RECORDS FOR THIS TASK:
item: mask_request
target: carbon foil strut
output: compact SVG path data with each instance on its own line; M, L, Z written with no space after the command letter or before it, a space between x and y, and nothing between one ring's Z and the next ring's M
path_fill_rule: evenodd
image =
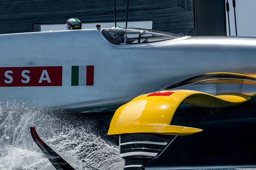
M36 133L34 127L30 127L30 131L36 143L56 169L75 170L68 162L44 142Z

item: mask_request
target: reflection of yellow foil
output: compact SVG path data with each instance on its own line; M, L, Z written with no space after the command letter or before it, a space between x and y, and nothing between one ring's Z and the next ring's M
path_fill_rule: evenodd
M108 134L152 133L184 135L203 130L170 125L181 102L199 107L220 108L242 104L251 99L235 94L213 96L187 90L169 90L140 95L119 108L110 123Z

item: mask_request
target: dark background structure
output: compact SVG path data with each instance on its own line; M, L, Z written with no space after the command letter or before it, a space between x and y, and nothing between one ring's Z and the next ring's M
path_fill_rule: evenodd
M125 20L126 1L116 0L116 18ZM195 35L226 35L224 0L130 0L128 20L153 20L153 29ZM114 0L1 0L0 34L33 31L34 24L114 20Z

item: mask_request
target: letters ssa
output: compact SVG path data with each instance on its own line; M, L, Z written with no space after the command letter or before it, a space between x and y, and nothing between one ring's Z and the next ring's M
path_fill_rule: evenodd
M0 67L0 87L62 86L62 66Z

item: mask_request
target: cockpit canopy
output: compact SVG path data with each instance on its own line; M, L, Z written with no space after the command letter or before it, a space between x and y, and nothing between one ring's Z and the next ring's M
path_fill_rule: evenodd
M185 36L183 35L140 28L105 28L102 29L102 32L108 41L116 45L157 42Z

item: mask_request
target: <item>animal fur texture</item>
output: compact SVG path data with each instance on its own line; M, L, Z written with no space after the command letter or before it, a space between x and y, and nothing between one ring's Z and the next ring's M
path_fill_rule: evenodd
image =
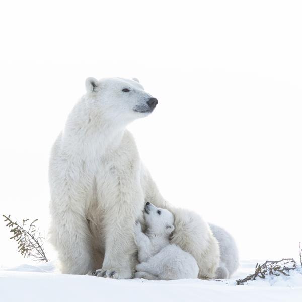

WHAT IS NEEDED: List every line above that contains the word "foil".

RESULT OF THIS EXERCISE:
target: carbon foil strut
target: reflection of yellow foil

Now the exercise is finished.